TRAVAIL DEMANDÉ. Reproduisez sans aucune modification les lignes des entrées, en partant de la ligne qui contient « Where can the wooden shutter » et en continuant jusqu'à la fin des entrées, cette première ligne et la dernière comprises.

DONNÉES FOURNIES.
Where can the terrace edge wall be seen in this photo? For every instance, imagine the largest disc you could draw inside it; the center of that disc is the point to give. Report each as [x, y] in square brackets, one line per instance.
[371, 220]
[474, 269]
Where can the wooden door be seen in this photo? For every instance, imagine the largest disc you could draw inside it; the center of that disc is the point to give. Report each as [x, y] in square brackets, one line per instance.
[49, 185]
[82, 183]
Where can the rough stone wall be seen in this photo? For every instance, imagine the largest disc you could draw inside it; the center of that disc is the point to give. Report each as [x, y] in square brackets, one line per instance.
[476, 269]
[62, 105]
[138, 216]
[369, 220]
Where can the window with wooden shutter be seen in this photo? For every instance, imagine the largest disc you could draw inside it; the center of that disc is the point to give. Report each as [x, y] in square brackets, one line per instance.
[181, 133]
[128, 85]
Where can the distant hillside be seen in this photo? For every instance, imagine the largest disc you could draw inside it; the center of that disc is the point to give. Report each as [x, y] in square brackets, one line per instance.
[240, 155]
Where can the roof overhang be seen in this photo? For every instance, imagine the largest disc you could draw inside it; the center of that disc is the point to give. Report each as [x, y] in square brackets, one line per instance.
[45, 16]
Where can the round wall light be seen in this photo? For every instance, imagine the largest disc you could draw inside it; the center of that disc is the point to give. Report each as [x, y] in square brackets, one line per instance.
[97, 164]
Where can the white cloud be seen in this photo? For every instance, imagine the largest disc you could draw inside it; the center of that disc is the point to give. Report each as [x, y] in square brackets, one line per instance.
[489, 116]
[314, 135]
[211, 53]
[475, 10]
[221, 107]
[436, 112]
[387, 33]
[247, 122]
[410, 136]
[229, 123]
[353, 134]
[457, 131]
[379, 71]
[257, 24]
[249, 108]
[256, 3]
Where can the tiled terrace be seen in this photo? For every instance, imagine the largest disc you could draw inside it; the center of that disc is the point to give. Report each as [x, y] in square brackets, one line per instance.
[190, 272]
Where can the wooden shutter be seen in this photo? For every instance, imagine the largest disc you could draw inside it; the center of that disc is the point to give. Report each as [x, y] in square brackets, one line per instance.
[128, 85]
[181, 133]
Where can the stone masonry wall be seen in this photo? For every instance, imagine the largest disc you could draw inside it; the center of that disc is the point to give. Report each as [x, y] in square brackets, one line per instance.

RÉPONSE.
Where can the wooden shutter be seen in this photo? For every instance, imagine the largest disc you could draw inside it; the center of that disc is the point to give. Report each as [x, y] in square brackets, one line per instance.
[128, 85]
[181, 133]
Where can the stone masonry wall be seen in this photo? For every instance, imagine the largest disc you could draw inside it; the center of that disc is the point to give. Report each as [x, y] in square brackets, one line per instance.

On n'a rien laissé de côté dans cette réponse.